# [Task item]
A complete answer includes every line below with the word "floor".

# [Stored data]
- Opening Delimiter -

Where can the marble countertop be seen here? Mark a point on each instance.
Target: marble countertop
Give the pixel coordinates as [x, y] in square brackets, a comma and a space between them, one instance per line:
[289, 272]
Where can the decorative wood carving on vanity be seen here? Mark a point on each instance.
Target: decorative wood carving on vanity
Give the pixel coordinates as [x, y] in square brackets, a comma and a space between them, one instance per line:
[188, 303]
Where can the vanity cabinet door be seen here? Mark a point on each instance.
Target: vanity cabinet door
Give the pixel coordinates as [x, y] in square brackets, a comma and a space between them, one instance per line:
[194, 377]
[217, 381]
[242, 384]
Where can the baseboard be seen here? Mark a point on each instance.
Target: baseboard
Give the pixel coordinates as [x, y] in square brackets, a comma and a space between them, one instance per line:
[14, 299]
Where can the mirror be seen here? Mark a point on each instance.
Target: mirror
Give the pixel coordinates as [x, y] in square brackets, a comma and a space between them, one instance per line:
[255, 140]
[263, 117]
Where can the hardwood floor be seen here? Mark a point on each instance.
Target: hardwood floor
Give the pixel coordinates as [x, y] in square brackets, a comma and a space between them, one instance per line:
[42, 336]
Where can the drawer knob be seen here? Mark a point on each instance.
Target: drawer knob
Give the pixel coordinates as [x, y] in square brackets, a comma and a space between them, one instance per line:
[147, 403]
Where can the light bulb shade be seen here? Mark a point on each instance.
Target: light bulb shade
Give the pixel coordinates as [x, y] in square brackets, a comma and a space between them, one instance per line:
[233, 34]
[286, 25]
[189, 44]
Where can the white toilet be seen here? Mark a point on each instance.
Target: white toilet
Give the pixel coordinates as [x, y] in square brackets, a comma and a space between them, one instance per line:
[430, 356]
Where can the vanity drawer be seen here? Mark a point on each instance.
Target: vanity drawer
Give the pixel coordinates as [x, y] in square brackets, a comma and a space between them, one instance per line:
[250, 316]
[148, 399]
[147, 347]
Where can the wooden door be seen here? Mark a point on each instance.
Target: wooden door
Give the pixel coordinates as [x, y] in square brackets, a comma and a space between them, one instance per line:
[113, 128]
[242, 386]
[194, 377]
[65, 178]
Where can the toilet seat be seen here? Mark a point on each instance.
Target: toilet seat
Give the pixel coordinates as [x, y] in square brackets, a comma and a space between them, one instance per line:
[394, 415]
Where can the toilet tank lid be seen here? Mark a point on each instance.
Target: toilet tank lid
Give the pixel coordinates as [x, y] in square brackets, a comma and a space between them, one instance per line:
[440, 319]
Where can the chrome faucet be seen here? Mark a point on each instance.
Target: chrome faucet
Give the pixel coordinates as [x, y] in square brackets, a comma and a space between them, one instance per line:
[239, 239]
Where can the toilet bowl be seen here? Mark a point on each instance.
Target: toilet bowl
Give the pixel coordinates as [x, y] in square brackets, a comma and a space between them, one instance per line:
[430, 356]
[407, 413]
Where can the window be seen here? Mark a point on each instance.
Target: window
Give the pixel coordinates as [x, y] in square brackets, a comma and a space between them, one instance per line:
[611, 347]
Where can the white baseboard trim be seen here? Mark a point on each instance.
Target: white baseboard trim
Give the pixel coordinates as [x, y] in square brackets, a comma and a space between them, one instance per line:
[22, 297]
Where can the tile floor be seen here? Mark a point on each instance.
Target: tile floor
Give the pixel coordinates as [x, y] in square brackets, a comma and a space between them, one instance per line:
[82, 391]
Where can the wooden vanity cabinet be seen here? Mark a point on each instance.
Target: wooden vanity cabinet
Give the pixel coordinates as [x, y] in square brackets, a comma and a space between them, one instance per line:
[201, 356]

- Closing Delimiter -

# [Exercise response]
Where can the hardwood floor be seen here? Mark a point on each instance.
Target: hardwood floor
Where can the tile floor be seen here? Mark a point on each instance.
Target: tile floor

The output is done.